Part of a data file
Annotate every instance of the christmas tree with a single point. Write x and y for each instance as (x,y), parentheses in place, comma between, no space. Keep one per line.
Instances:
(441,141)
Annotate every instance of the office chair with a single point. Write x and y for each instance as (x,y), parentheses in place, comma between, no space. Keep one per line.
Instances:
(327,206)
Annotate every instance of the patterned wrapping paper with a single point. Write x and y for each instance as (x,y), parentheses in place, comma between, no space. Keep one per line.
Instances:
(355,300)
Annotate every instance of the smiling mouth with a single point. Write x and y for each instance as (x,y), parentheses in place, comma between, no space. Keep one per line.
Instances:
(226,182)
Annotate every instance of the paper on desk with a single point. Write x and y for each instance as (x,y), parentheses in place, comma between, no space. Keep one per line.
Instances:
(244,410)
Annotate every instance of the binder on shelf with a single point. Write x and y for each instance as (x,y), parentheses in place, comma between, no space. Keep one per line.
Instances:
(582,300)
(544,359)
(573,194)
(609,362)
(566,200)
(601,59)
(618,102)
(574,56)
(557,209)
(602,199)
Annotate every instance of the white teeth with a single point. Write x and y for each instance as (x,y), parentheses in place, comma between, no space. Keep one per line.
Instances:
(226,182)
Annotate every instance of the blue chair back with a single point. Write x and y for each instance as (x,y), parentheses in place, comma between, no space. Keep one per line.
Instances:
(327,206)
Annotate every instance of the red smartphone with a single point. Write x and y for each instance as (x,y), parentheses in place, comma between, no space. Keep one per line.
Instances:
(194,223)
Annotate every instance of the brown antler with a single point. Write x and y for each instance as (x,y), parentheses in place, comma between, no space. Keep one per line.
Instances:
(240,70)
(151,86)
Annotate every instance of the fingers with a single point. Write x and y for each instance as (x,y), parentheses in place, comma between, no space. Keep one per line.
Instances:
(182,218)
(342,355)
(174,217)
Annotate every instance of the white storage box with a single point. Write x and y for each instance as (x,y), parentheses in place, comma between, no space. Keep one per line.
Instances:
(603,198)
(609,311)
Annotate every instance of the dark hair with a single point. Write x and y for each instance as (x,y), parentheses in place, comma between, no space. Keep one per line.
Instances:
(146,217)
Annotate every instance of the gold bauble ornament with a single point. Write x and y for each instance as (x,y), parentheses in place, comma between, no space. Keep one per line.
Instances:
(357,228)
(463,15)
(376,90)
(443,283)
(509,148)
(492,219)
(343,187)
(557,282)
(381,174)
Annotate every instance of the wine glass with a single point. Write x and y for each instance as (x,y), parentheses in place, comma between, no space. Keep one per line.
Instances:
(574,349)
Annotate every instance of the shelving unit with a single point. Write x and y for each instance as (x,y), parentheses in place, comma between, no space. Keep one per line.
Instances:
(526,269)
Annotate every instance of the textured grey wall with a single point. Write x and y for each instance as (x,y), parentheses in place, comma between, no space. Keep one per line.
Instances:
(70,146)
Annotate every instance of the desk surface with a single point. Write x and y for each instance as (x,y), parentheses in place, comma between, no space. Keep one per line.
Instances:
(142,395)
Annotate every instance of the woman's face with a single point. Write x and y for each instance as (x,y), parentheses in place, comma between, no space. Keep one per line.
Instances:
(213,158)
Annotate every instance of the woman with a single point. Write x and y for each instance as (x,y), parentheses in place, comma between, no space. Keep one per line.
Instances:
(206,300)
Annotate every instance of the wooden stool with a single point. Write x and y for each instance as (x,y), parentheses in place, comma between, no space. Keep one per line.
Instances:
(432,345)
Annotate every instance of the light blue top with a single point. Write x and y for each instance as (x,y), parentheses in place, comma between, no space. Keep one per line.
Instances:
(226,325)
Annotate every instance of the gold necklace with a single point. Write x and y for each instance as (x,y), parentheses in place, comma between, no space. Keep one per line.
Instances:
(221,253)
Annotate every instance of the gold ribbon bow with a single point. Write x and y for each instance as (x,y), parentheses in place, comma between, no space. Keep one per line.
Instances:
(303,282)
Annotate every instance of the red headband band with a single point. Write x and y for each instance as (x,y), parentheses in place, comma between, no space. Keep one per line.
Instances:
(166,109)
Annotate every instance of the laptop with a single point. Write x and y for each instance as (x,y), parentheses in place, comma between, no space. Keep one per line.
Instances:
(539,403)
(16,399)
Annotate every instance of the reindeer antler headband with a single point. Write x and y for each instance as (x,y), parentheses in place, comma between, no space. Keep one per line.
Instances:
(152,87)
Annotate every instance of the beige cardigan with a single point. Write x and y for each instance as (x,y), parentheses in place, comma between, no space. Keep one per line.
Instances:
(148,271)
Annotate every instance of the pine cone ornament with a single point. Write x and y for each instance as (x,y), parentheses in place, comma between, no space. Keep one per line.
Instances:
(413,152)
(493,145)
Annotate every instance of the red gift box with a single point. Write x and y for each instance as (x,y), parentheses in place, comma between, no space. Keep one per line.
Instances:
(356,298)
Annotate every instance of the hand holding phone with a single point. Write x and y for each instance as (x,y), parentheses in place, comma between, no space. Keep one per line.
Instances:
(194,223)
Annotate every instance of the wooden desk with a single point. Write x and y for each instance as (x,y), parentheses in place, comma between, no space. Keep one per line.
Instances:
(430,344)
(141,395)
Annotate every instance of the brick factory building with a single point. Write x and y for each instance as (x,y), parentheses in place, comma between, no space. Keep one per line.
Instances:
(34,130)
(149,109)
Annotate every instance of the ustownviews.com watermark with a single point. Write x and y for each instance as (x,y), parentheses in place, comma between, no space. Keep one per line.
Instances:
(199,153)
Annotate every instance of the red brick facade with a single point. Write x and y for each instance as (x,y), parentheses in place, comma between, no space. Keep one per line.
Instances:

WRITTEN PROBLEM -
Write out every record, exactly as written.

OUTPUT FOR THIS EXERCISE -
Annotate every instance of the christmas tree with a single point. Write x and y for each instance as (x,y), parentheses in place, comma between, no space. Keep one per line.
Instances:
(441,141)
Annotate every instance of the office chair with a single point. Write x and y for each instance as (x,y), parentheses in place, comma between, no space. Keep one per line.
Instances:
(327,206)
Annotate every instance of the patterned wrapping paper with a single point. Write x and y for each instance as (x,y), parentheses in place, comma between, no space. Keep one per line.
Instances:
(355,300)
Annotate every instance of the smiling mouth with a single point. Write x and y for each instance as (x,y), parentheses in place, comma between, no space. Keep one per line.
Instances:
(226,182)
Annotate every instance of the paper on desk with a single point. Write x and y for each instance as (x,y), parentheses in place, comma between, no space. Keep one per line.
Instances:
(244,410)
Annotate every instance of the binder on shelf with a single point. Write x and y for each instance as (x,y), parentheses in place, comma between, no space. Keep one per line.
Instances:
(582,300)
(544,359)
(573,194)
(609,362)
(566,200)
(601,59)
(618,102)
(574,56)
(557,209)
(602,199)
Annotate every instance of the white teeth with a single point. Write x and y for each instance as (x,y), parentheses in place, comma between, no space. Keep one per line.
Instances:
(226,182)
Annotate every instance of the blue chair back with a single point. Write x and y for each instance as (x,y), parentheses in place, comma between, no space. Keep one per line.
Instances:
(327,206)
Annotate every instance of the red smartphone with a single point. Write x and y for each instance as (x,y), parentheses in place, comma between, no space. Keep one per line.
Instances:
(194,223)
Annotate every instance of the brown antler with a single point. Write x and y for each instance as (x,y), parentheses in place, comma between, no space. Keep one per line.
Instances:
(240,70)
(151,86)
Annotate every instance of the fingers with a single point. Write x and y for each instance as (x,y), parentheses in place, comma between, no space. Keep one per line.
Instances:
(182,218)
(342,355)
(174,217)
Annotate every instance of the white storage box with a single point. Write x and y for each instance as (x,y), parentheses in place, comma between, no space. Keep one per line.
Instances:
(603,198)
(609,311)
Annotate every instance of the dark hair with a single point. Write x and y for each instance as (x,y), parentheses in place, comma between, no space. Keep one per line.
Instances:
(146,217)
Annotate every instance of the gold bauble ornament with a single point. Write x and y for each instance as (x,y), parentheses in place, comma between, no space. Keep one per line.
Instances:
(357,228)
(463,15)
(376,90)
(443,283)
(509,148)
(492,219)
(343,187)
(557,282)
(381,174)
Annotate every instance of the wine glass with a single point. Write x and y for each instance as (x,y), parentheses in place, comma between, no space. Keep one per line.
Instances:
(574,349)
Annotate every instance of the shelving unit with a single point. Write x and y for each instance as (x,y), parentheses in place, comma between, no space. Keep one per line.
Instances:
(526,269)
Annotate every instance of the textured grey wall with a single point. Write x and y for each instance as (x,y), parentheses in place, comma between, no space. Keep one per line.
Instances:
(70,146)
Annotate every instance of the desk surface with a single point. Write x and y for each instance as (x,y), parentheses in place, comma between, no space. Keep one per line.
Instances:
(142,395)
Annotate every instance of the woman's face with a single point. Write x and y for each instance as (x,y), parentheses in place, comma between, no space. Keep one per line.
Instances:
(213,158)
Annotate every instance of the woman with a single point. Write x and y for each instance as (x,y), parentheses in place, comma between, no space. Keep one per line.
Instances:
(206,300)
Annotate every instance of the wooden stool with a single point. Write x and y for each instance as (x,y), parentheses in place, comma between, no space. Keep one per line.
Instances:
(432,345)
Annotate every instance of the light blue top with a single point. Write x and y for each instance as (x,y), parentheses in place, comma between, no space. Keep one per line.
Instances:
(226,325)
Annotate every instance of the gold necklace with a single point. Write x and y for each instance as (x,y), parentheses in place, comma between, no space. Keep one per line.
Instances:
(221,253)
Annotate every instance of the gold ribbon bow with a single point. Write x and y for each instance as (x,y), parentheses in place, comma between, no space. Keep one per line.
Instances:
(303,282)
Annotate every instance of the red headband band with a single point. Write x and y for each instance as (x,y), parentheses in place, comma between, no space. Keep one per line.
Instances:
(166,109)
Annotate every instance of the laptop with a single point. Write x and y for each instance as (x,y), parentheses in place, comma between, no space. Keep one per line.
Instances:
(539,403)
(16,399)
Annotate every instance of the reindeer antler headband with a single point. Write x and y for each instance as (x,y), parentheses in place, comma between, no space. Keep one per line.
Instances:
(152,87)
Annotate every instance of the beige cardigan with a single point. Write x and y for each instance as (x,y), parentheses in place, comma between, no space. Keep one per line.
Instances:
(148,271)
Annotate every instance of the pine cone ornament with a single point. Write x and y for each instance as (x,y), parentheses in place, comma between, no space. Keep one per line.
Instances:
(413,152)
(493,145)
Annotate every instance of the red gift box with a single point. Write x and y for each instance as (x,y), parentheses in place, comma between, no space. Keep one per line.
Instances:
(356,298)
Annotate every instance of the hand holding phone with a single point. Write x and y for each instance as (x,y), parentheses in place, comma between, no space. Keep one per line.
Instances:
(194,223)
Annotate every instance of the wooden desk with a single point. Write x and y for each instance as (x,y), parentheses in place, comma between, no space. Keep one per line.
Instances:
(430,344)
(141,395)
Annotate every instance of the brick factory building with a single point. Write x and y for each instance as (x,y), parentheses in place, comma between, no space. Keep one per line.
Instances:
(34,130)
(149,109)
Annotate every instance of the ustownviews.com watermark with a single point. Write x and y for each instance as (x,y), parentheses in place, comma between, no space. Keep one per line.
Instances:
(199,153)
Annotate every instance of the red brick facade with a single point. Write x and y for each instance as (x,y), parentheses in place, comma between, no space. Keep one per line.
Instances:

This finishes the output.